Start of RAW RECORDS

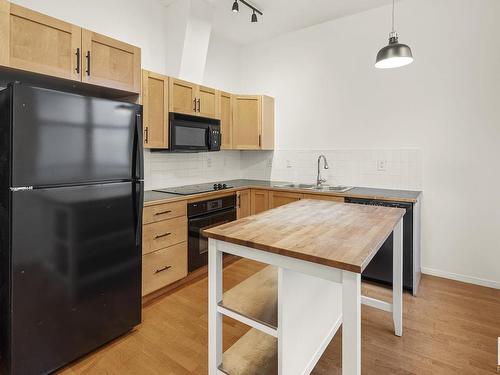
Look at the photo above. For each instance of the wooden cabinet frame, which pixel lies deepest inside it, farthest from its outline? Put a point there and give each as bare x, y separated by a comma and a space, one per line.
37, 43
24, 35
105, 55
155, 110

End of RAW RECORDS

→ GIVEN INSTRUCTION: Rewrite the lines above, changing "wooden cabinet frame" to "wooden shelf frame" and keeping everything else the same. Leave the pictures out of your answer.

→ SOLUTION TO THIS EXERCISE:
Look at the photo above. For each instance of the wooden shelf frame, which pixel lies deepest inside it, farthest from its outline? Put a point there and give each as bare x, y separated by a comma and a space, one per line.
37, 43
24, 35
105, 55
155, 110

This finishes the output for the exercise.